Jobs =>
**A.** In the Sirius radio forum thread, what word did Shinobi find written underneath the radio after pulling it out of the car?
**B.** Reproduce the passage of the Sirius radio thread between "I know it launches" and "compare it to XM.", inclusive.

Source excerpt =>
▬▬▬▬▬▬▬▬▬▬

# Sirius satelite radio in mid-year build BMW's



## evilfactoryowne (Dec 24, 2001)

I went to a Sirius Satelite Radio gathering today and the guy from Sirus Satelite Radio said Sirius will become an option from the BMW dealership mid-year. Someone asked if the current radio in BMW's could be used to receive Sirius broadcasts and the guy said yes. This means we can go into a stero shop and just purchase the Sirius receive along with an antenna and we will be ready to receive satelite radio! He said BMW's come with alpine radios, but I'm not to sure of that...I know they use Alpine changers, but I thought blaupkant made the radios...?


----------



## Shinobi (Dec 23, 2001)

I was taking apart the interior of my car last night and I pulled out the radio and underneath it said Alpine.


----------



## Sean (Dec 22, 2001)

I've also heard the same thing about the Blaupkant radios.
Sirius Radio is supposed to launch on Feb. 14th. It was supposed to be an option starting in March, but I read in the Roundel or somewhere that it will now be more towards the end of the year and the New 7 gets it first.


----------



## evilfactoryowne (Dec 24, 2001)

Sean said:


> *I've also heard the same thing about the Blaupkant radios.
> Sirius Radio is supposed to launch on Feb. 14th. It was supposed to be an option starting in March, but I read in the Roundel or somewhere that it will now be more towards the end of the year and the New 7 gets it first. *


I know it launches in houston, deven, phenoix, and some place in mississippi on valentines day. If it turns out my current radio supports it without it having to be FM modulated then ill get it. My brother has XM satelite and likes it. I havent got any Sirius's receivers instock yet at my shop...Hopefully sometime real soon, so I can compare it to XM.


----------

▬▬▬▬▬▬▬▬▬▬

Dataset content =>
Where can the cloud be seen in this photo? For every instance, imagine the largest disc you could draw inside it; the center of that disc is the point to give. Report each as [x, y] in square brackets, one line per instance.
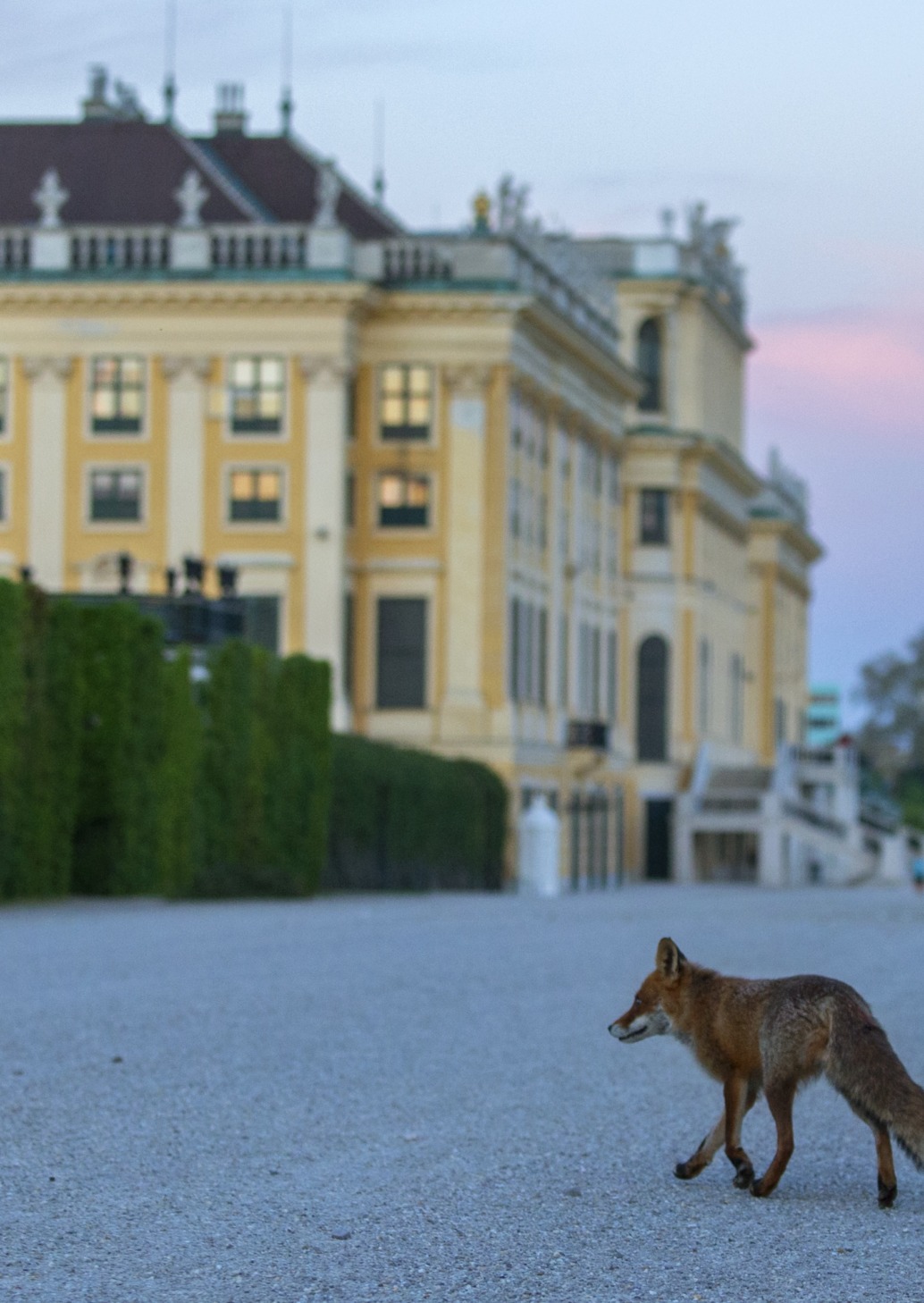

▬▬▬▬▬▬▬▬▬▬

Responses to the tasks =>
**A.** Alpine

**B.**
I know it launches in houston, deven, phenoix, and some place in mississippi on valentines day. If it turns out my current radio supports it without it having to be FM modulated then ill get it. My brother has XM satelite and likes it. I havent got any Sirius's receivers instock yet at my shop...Hopefully sometime real soon, so I can compare it to XM.